BEGIN PROVIDED ENTRIES
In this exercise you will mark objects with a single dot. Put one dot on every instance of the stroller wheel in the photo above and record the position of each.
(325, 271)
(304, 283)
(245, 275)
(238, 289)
END PROVIDED ENTRIES
- _THE REQUEST_
Render the items above as a two-column CSV with the headers item_text and answer, using one row per item. Wrap each field in quotes and replace any line breaks within a field with spaces.

- _EXERCISE RESULT_
item_text,answer
"In this exercise you will mark objects with a single dot. Put one dot on every instance of the stroller wheel in the photo above and record the position of each.","(325, 271) (304, 283) (245, 275) (238, 289)"